# start of Materials provided

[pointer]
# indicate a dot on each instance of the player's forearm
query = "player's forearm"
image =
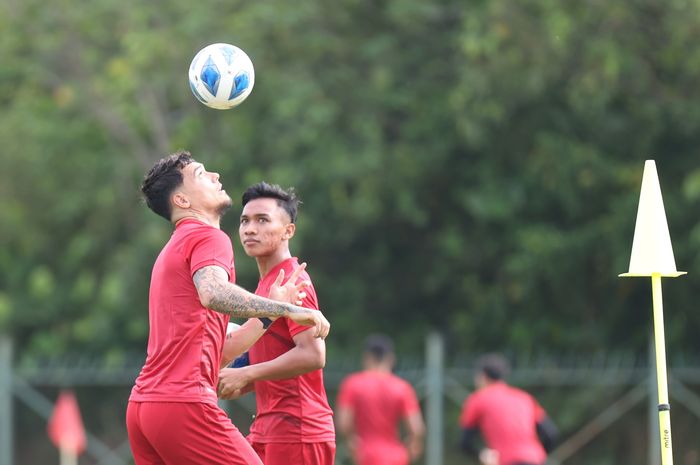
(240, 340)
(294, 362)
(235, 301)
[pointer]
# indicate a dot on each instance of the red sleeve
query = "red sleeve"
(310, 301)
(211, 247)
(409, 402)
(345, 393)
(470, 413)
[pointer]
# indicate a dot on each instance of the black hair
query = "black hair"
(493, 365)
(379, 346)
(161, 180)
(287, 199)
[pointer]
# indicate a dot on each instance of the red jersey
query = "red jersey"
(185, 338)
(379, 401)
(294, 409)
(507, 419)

# end of Materials provided

**What to produce**
Write out all the entries again, word for word, and print no images.

**The answer**
[pointer]
# indicate a dot on each instance of the player's forearm
query = "player's forearm"
image =
(240, 340)
(294, 362)
(235, 301)
[pointer]
# indicate a dot on each instance of the red sleeve
query = "red sleeve"
(310, 301)
(211, 247)
(409, 402)
(345, 393)
(470, 413)
[pointer]
# indicate a dot on each instance of the black hair
query = "black hair"
(493, 365)
(379, 346)
(161, 180)
(287, 199)
[pointer]
# indicate a dot on each instance of the red jersey
query = "red jersey"
(185, 338)
(379, 401)
(294, 409)
(507, 419)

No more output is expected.